> **Directive**: The required result is the exact run of lines beginning at the one containing "Question. Point out each instance of the neon" and ending at the last line of the entries.

═════ Source data

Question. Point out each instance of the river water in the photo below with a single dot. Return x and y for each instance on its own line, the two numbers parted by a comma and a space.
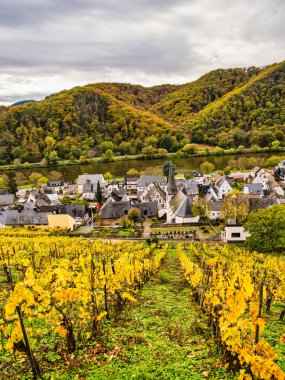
119, 168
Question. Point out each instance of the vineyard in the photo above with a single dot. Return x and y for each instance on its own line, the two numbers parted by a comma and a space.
231, 286
65, 300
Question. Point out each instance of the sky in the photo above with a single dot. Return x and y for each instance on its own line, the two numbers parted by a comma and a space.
51, 45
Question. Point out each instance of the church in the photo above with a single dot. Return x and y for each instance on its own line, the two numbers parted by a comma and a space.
178, 202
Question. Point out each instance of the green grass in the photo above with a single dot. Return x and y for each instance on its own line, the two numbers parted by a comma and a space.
161, 336
273, 330
171, 229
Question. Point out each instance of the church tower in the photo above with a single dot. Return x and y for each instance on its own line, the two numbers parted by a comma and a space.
171, 186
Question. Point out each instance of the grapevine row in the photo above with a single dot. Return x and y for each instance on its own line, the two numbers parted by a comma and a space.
230, 286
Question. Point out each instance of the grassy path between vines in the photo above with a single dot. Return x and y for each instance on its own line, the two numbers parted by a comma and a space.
162, 336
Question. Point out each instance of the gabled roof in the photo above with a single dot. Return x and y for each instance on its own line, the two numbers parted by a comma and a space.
257, 203
213, 189
26, 217
117, 195
215, 205
89, 187
92, 178
224, 178
255, 169
254, 188
57, 183
115, 210
148, 179
155, 188
181, 205
197, 173
7, 199
131, 177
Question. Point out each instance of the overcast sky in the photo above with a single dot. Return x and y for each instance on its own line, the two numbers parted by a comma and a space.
50, 45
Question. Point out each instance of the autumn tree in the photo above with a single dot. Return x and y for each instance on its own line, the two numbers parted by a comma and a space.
132, 171
234, 207
4, 181
108, 176
99, 195
54, 175
165, 168
207, 167
267, 229
134, 214
34, 177
201, 208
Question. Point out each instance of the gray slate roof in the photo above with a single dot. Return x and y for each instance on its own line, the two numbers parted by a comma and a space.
148, 179
156, 188
57, 183
16, 218
255, 188
224, 179
181, 205
7, 199
215, 205
115, 210
93, 178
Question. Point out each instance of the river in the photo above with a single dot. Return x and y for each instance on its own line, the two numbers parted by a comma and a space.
119, 168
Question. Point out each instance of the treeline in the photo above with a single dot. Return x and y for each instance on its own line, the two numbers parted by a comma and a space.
249, 115
232, 108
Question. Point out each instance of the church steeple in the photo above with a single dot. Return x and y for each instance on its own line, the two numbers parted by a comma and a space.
171, 186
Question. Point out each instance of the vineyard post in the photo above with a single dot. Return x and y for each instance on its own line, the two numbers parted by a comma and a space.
120, 299
105, 289
93, 300
32, 359
33, 362
261, 284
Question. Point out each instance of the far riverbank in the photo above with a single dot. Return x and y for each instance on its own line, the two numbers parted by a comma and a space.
119, 168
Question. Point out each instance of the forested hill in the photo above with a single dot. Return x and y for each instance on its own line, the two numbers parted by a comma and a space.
228, 108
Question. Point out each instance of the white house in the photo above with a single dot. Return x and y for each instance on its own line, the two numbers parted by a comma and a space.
234, 234
154, 193
214, 211
56, 186
146, 180
179, 209
264, 178
131, 182
224, 186
254, 189
254, 171
198, 176
90, 179
212, 193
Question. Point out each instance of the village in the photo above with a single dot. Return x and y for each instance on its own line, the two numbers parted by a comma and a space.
205, 207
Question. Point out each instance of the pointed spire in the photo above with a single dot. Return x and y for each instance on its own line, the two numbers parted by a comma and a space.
171, 186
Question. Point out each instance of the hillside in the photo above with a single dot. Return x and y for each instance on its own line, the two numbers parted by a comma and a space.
247, 115
194, 96
229, 108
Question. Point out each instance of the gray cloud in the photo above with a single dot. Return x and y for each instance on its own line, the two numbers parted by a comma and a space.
49, 45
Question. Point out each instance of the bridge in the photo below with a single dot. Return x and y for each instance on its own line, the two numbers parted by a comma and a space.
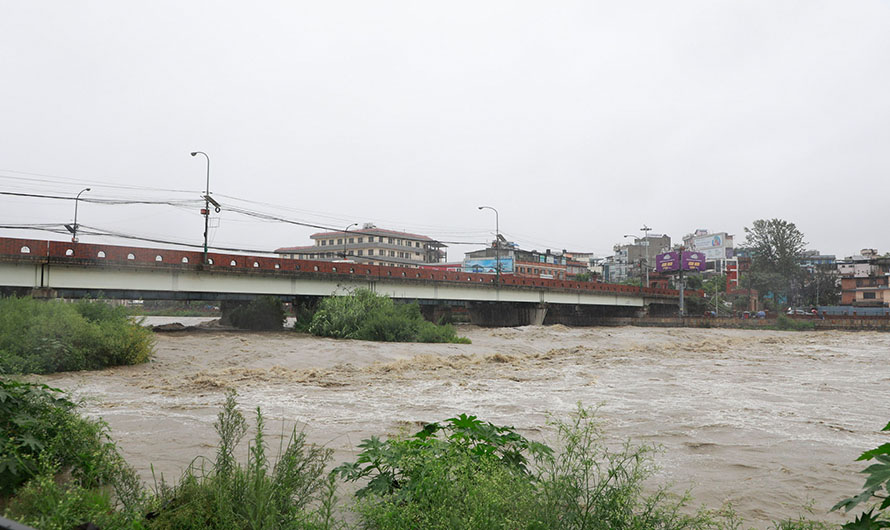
62, 269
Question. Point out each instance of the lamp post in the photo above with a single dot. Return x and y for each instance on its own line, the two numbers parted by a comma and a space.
76, 202
497, 243
345, 238
206, 210
645, 231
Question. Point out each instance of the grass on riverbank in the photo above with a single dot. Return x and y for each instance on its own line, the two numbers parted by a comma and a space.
462, 473
365, 315
38, 336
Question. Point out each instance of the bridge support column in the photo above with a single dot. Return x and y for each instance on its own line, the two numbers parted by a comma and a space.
507, 314
436, 313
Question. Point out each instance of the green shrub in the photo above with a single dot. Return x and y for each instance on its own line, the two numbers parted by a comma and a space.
41, 432
365, 315
263, 313
293, 493
481, 476
51, 336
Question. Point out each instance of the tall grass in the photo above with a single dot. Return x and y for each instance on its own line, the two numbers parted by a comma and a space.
292, 492
39, 336
365, 315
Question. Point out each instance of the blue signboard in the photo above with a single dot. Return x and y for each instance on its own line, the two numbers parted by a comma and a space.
487, 265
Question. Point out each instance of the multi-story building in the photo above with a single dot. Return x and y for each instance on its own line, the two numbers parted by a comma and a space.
513, 260
371, 245
631, 261
813, 259
865, 280
717, 248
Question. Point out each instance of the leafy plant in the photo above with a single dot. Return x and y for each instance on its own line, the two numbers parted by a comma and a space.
52, 336
257, 495
40, 429
877, 485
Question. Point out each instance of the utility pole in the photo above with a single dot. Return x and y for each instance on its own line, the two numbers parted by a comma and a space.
75, 227
497, 244
207, 201
645, 231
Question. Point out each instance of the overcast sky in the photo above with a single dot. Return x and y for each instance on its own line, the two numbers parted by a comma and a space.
578, 121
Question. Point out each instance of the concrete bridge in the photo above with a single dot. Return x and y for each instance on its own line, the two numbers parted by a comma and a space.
76, 270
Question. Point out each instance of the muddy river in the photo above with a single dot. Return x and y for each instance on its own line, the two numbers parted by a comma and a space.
769, 421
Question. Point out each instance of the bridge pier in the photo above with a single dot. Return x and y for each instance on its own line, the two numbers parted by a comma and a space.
507, 314
436, 313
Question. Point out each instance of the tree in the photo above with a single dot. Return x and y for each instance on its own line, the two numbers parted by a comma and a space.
776, 246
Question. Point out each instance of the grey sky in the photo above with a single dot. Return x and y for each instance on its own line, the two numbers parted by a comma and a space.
579, 121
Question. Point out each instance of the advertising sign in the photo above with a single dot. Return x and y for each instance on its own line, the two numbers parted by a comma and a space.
693, 261
669, 261
486, 265
672, 261
714, 246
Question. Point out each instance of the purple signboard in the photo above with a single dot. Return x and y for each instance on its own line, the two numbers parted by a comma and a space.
693, 261
669, 261
672, 261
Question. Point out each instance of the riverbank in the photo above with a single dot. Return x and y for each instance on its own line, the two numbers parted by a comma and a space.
766, 420
833, 322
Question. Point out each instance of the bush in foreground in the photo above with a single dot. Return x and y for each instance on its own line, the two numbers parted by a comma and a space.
39, 336
58, 469
294, 492
365, 315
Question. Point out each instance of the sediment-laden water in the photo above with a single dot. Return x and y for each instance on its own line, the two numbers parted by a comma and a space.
766, 420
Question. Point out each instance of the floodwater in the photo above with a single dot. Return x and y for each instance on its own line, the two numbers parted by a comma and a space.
766, 420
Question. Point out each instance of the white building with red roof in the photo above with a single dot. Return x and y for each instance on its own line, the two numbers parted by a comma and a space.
371, 245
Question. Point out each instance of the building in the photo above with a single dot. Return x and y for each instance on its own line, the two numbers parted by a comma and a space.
865, 280
717, 248
813, 259
371, 245
513, 260
631, 261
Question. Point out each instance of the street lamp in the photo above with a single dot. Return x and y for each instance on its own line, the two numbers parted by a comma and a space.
206, 210
345, 238
645, 231
497, 243
76, 202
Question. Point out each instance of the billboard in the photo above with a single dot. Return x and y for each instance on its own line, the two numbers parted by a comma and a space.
714, 246
487, 265
693, 261
673, 261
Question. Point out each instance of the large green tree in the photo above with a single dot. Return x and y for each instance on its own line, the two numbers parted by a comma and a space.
776, 247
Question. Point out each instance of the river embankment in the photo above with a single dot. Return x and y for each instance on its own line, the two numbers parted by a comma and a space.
765, 420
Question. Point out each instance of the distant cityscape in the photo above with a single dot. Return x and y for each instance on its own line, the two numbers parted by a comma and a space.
862, 280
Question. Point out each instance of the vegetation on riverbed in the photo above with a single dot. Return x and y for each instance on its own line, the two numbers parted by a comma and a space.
462, 473
365, 315
39, 336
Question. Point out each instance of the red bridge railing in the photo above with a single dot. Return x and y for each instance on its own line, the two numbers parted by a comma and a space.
89, 254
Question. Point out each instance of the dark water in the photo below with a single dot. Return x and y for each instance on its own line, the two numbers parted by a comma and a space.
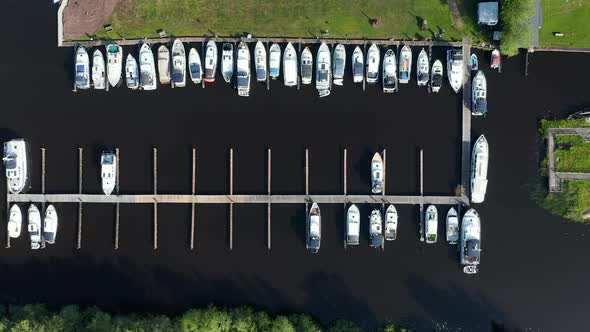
534, 271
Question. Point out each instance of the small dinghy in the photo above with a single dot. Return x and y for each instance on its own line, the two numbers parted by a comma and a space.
50, 224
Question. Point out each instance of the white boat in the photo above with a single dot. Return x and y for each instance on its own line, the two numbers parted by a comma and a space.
114, 63
50, 224
274, 61
353, 226
164, 64
377, 173
479, 170
147, 68
339, 64
210, 62
436, 76
260, 61
391, 223
227, 61
358, 64
178, 64
82, 69
34, 226
389, 72
108, 171
470, 241
423, 68
98, 70
306, 66
431, 224
243, 70
194, 66
479, 105
373, 64
290, 66
15, 222
455, 68
405, 64
17, 165
452, 226
314, 229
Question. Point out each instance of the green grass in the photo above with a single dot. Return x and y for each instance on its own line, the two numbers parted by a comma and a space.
570, 17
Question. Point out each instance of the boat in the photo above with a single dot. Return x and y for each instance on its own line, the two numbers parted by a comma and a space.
34, 226
455, 68
260, 61
431, 224
479, 170
479, 105
389, 72
15, 221
227, 61
323, 75
290, 66
16, 164
82, 69
470, 241
274, 61
436, 76
423, 69
390, 223
50, 224
210, 62
373, 64
114, 63
147, 68
314, 229
339, 64
178, 64
108, 171
353, 226
164, 64
377, 173
243, 70
358, 64
452, 226
375, 229
306, 66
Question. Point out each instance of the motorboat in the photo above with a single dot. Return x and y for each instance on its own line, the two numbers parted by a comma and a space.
243, 70
314, 237
306, 66
227, 61
455, 68
470, 241
373, 64
290, 66
431, 224
479, 170
479, 104
353, 226
260, 61
339, 64
452, 226
323, 74
82, 69
389, 72
377, 173
164, 64
391, 223
50, 224
17, 165
274, 61
108, 171
178, 64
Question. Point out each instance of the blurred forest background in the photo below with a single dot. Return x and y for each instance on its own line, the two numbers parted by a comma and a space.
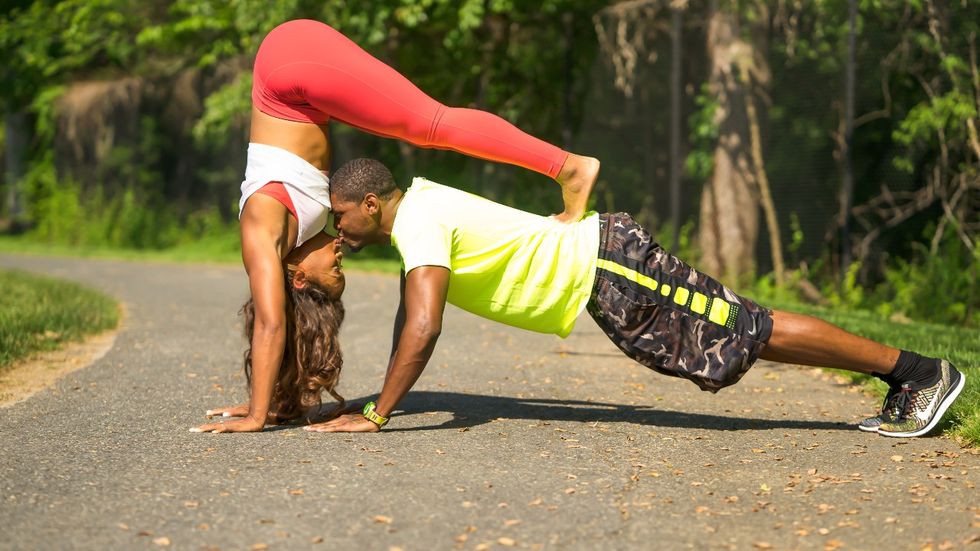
824, 149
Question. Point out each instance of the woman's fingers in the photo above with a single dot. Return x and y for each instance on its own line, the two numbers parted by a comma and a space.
240, 410
237, 425
345, 423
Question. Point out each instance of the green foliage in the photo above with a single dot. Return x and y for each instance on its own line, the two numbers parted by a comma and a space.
703, 127
220, 111
941, 287
39, 313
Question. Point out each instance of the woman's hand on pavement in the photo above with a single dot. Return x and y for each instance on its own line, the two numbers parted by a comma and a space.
241, 410
353, 422
245, 424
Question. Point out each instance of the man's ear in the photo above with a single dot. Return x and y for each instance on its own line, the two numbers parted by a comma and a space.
371, 204
299, 279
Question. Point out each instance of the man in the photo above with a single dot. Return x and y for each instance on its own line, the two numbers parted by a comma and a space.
538, 273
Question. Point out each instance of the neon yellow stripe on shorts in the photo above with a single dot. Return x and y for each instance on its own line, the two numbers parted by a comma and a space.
631, 275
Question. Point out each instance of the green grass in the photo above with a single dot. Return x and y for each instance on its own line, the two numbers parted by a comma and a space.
39, 313
959, 345
221, 249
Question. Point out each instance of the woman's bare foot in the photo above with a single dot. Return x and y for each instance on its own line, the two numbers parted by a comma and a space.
577, 177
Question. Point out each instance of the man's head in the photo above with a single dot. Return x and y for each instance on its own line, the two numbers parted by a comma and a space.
315, 266
362, 196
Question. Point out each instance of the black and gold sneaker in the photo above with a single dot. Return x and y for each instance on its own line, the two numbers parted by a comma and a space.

══════════

> **In response**:
Question. Point out each instance of the neon yellow stripe on shorts in the photo above with a single dot. Return x and y for each instance on its own line, the two numbers parted by a comma and a space.
631, 275
Question. Point out each instance of the green grass in the photo above with a single dot. Return x and y for each instance on its own line, the two numbers parted by a comma and a space.
39, 313
959, 345
221, 249
Question. Point out each instance of the woman's bare foot in the photo above with a single dot. Return x and y for each instance on its own line, the two numbers parted by a comma and a space.
577, 177
Question. Point out each instance of the man's head in the photo above with a single dot. Return x and y for each instance on its own line, the two numbers parted by a comma and a space.
315, 266
362, 196
Question. Point out each instance of the black and gold sneaker in the photo above with a single dot. Return x and y for each instance on its own line, the two numbers parted by a comma and a space.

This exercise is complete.